---- DOCUMENT PASSAGE
Archive for the ‘Bravo’ Category

Bravo Still a Few Series from the Bottom of the Barrel

Wednesday, April 18th, 2007

Surprise!I’m not going to say that you should watch Shear Genius this evening, but I will tell you that I am – and not just because tonight’s guest judge has a totally awesome blog that I’m sure he writes himself. I’m reluctant to criticize this show for various reasons, but I’d be seriously remiss if I didn’t just a little.

The idea of a competition show based on hair styling is almost too stupid to bear, but Bravo really can’t help itself. The M. Night Shyamalan of reality programming, Bravo took a successful and lauded phenomenon and copied the formula over and over until it was almost unrecognizable. Shear Genius may be a fourth-generation hunchbacked clone with webbed toes, but unlike its immediate predecessor, it’s actually kind of fun to watch.
--------
STATED PROBLEM 1:
From the blog post about Bravo's Shear Genius, copy the stretch from "Wednesday, April 18th, 2007" through "fun to watch.".
STATED PROBLEM 2:
Translate this sentence from the blog post about Bravo's Shear Genius into Spanish: "The idea of a competition show based on hair styling is almost too stupid to bear, but Bravo really can’t help itself."
STATED PROBLEM 3:
Go on with the blog post about Bravo's Shear Genius from its last sentence.
The data after this blog post about Bravo's Shear Genius is not needed.
---- GIVEN DATA
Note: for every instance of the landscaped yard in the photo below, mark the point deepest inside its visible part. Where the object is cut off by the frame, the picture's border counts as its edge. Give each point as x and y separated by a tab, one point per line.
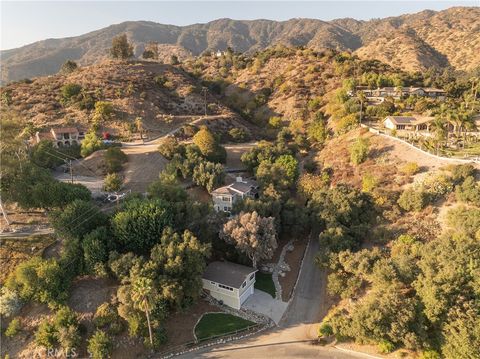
--------
WRITTEN ANSWER 1:
Wednesday, April 18th, 2007

Surprise!I’m not going to say that you should watch Shear Genius this evening, but I will tell you that I am – and not just because tonight’s guest judge has a totally awesome blog that I’m sure he writes himself. I’m reluctant to criticize this show for various reasons, but I’d be seriously remiss if I didn’t just a little.

The idea of a competition show based on hair styling is almost too stupid to bear, but Bravo really can’t help itself. The M. Night Shyamalan of reality programming, Bravo took a successful and lauded phenomenon and copied the formula over and over until it was almost unrecognizable. Shear Genius may be a fourth-generation hunchbacked clone with webbed toes, but unlike its immediate predecessor, it’s actually kind of fun to watch.

WRITTEN ANSWER 2:
La idea de un programa de competencia basado en el peinado es casi demasiado estúpida para soportarla, pero Bravo realmente no puede evitarlo.

WRITTEN ANSWER 3:
The supreme failure of Top Design wasn’t the lame premise – that was a given. Almost all shows like these are fundamentally stupid, but salvation is always possible through proper casting. And casting is one thing that Shear Genius has done incredibly well. They’ve created a perfect ratio of annoying whiners, indignant prima donnas and flamboyant stereotypes. There’s even a girl who loves cutting hair so much, just talking about it brings her to tears. Jaclyn Smith’s gravelly voice doesn’t provide the comfort of Heidi Klum’s ever-dissolving German accent, but she’s heads above poor Todd Oldham. Sally Hershberger may look like a poor man’s Chrissie Hynde, but I admire people who refuse to let go of decades past, and her bitchiness could prove entertaining later on.

Almost all of its failures are unavoidable and ultimately forgivable. Though it would be nice if Bravo took their gigantic programming gaps as an opportunity to be innovative, it’s understandable that they’d try to cater to their core viewers while we all wait with bated breath for the next Tim Gunntastic season of Project Runway. It’s not as captivating as Work Out (my guiltiest pleasure), but Shear Genius does a bang-up job of not being boring. And given the low expectations, isn’t that all we can really ask for?

Bravo Reality Roundup: Et tu, Sam?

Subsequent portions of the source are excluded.